● YOUR GOAL
Reproduce the lines of the listing below verbatim, beginning at the line that contains "Target: yellow license plate" and continuing through the end of the listing.

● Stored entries
□ □ □ □ □
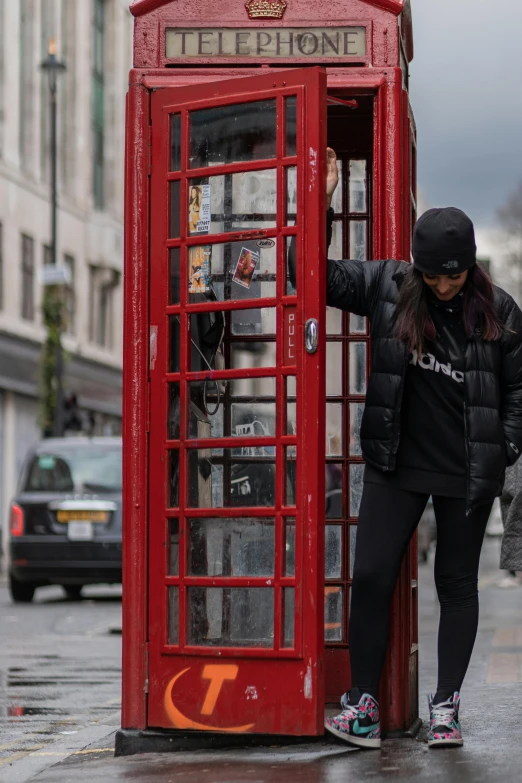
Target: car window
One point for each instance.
(75, 470)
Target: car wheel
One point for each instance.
(21, 592)
(73, 592)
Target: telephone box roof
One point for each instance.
(140, 7)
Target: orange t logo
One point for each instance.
(217, 676)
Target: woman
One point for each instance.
(511, 511)
(443, 418)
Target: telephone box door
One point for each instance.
(237, 430)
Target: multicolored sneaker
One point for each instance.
(358, 723)
(444, 722)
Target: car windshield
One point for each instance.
(87, 469)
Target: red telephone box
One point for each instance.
(243, 392)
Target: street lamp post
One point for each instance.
(53, 307)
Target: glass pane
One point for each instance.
(334, 430)
(353, 538)
(231, 547)
(288, 616)
(358, 324)
(173, 420)
(233, 202)
(206, 332)
(334, 320)
(173, 630)
(233, 270)
(334, 369)
(175, 221)
(220, 478)
(233, 134)
(334, 491)
(175, 142)
(291, 266)
(333, 552)
(252, 354)
(291, 476)
(336, 245)
(291, 125)
(173, 463)
(243, 407)
(356, 488)
(358, 187)
(291, 418)
(174, 267)
(231, 616)
(358, 244)
(173, 547)
(337, 200)
(174, 343)
(289, 567)
(357, 371)
(291, 196)
(253, 322)
(333, 613)
(356, 414)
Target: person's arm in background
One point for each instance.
(351, 285)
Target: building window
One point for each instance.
(98, 101)
(48, 255)
(27, 278)
(70, 298)
(103, 283)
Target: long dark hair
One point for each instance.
(414, 324)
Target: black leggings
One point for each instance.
(388, 518)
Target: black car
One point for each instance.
(65, 525)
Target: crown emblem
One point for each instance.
(266, 9)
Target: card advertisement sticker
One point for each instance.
(199, 269)
(245, 267)
(199, 209)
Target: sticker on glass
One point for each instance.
(199, 209)
(245, 268)
(199, 269)
(46, 462)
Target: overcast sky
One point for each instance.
(466, 91)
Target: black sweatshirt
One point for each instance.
(432, 454)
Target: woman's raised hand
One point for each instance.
(332, 175)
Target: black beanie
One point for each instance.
(444, 242)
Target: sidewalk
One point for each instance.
(491, 717)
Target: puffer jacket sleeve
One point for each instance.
(511, 382)
(353, 285)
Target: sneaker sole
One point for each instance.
(445, 743)
(359, 742)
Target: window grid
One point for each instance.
(354, 331)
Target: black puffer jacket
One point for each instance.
(493, 384)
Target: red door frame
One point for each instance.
(388, 242)
(300, 670)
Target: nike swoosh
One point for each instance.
(364, 729)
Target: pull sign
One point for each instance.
(311, 335)
(290, 337)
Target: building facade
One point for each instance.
(94, 40)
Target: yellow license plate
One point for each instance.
(82, 516)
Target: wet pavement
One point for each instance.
□ □ □ □ □
● FULL OUTPUT
Target: yellow license plate
One point for each instance.
(82, 516)
Target: wet pavement
One point for each instance.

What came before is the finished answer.